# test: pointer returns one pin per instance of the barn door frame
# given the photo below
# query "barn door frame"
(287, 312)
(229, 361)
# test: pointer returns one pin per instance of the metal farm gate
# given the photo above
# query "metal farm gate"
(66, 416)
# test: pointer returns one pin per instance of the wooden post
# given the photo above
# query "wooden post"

******

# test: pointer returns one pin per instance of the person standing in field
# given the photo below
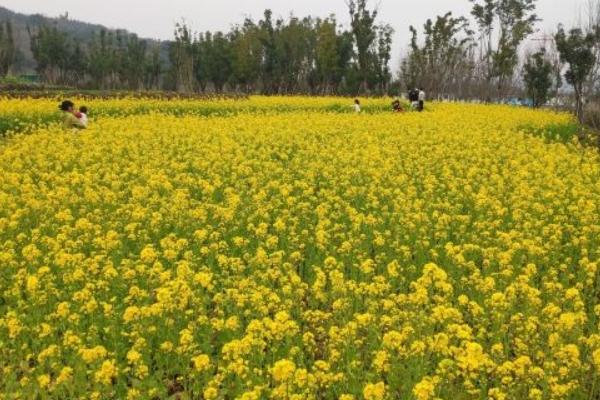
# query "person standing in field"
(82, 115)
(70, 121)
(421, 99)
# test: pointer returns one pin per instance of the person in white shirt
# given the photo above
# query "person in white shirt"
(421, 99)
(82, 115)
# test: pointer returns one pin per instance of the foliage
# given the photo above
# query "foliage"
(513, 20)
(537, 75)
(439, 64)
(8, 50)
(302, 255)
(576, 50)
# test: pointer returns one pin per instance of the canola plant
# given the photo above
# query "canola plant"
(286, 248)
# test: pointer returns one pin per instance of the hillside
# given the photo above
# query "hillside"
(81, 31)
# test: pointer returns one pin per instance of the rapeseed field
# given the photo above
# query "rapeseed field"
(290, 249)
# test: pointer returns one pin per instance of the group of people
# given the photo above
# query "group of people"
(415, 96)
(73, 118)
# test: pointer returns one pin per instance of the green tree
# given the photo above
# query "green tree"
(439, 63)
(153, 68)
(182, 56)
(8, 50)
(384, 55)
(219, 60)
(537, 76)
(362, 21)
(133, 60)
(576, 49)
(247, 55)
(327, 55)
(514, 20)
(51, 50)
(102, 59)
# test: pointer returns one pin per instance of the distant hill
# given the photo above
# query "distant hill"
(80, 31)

******

TASK DESCRIPTION: Please pull out every row above that contains the word "white" and copy each one unchanged.

SOLUTION BELOW:
# test: pointer returns one pin per instance of the person in white shirt
# query "person in white shirt"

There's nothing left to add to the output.